◆ 节选
==============================
PCA + kmeans
先记录一下PCA实战需要用到的安装包(arch下,python2环境)
python2-scikit-learn
python2-numpy
python2-pandas
python2-matplotlib
python2-seaborn
几个和科学计算数据分析有关的重要的python库:Numpy
、Matplotlib
,pandas
(之前数字图像处理课程都接触过了orz)
其中matplotlib 主要用于图像绘制
sklearn 是用于机器学习的python 模块
Seaborn也是用于图像绘制
str.fomat() 是 python2语法
format中的变量会按照str中{} 出现的顺序替换
import matplotlib.pyplot as plt
import numpy as np
import pandas as pd
from sklearn.datasets import fetch_mldata
from sklearn.decomposition import PCA
import seaborn as sns
mnist = fetch_mldata("MNIST original")
X = mnist.data / 255.0
y = mnist.target
#print X.shape, y.shape
feat_cols = [ 'pixel'+str(i) for i in range(X.shape[1]) ]
df = pd.DataFrame(X,columns=feat_cols) # transform into some pandas DS named DataFrame
df['label'] = y # add a column named 'label',valued by variable y
df['label'] = df['label'].apply(lambda i: str(i)) # df.apply (some funciton)
X, y = None, None
#print 'Size of the dataframe: {}' .format(df.shape) # str.format() , '{}' is replaced by some value
# Plot the graph
#print df
#rndperm = np.random.permutation(df.shape[0])
==============================
◆ 所示数据

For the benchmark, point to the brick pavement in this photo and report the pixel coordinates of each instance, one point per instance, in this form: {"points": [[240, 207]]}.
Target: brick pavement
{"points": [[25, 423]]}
==============================
◆ 任务要求
请照录PCA节选中的一段文字，自“PCA + kmeans”起，至“(之前数字图像处理课程都接触过了orz)”止，且包括该部分。 上述数据行与该节选内容并无关联。

◆ 书面回答
PCA + kmeans
先记录一下PCA实战需要用到的安装包(arch下,python2环境)
python2-scikit-learn
python2-numpy
python2-pandas
python2-matplotlib
python2-seaborn
几个和科学计算数据分析有关的重要的python库:Numpy
、Matplotlib
,pandas
(之前数字图像处理课程都接触过了orz)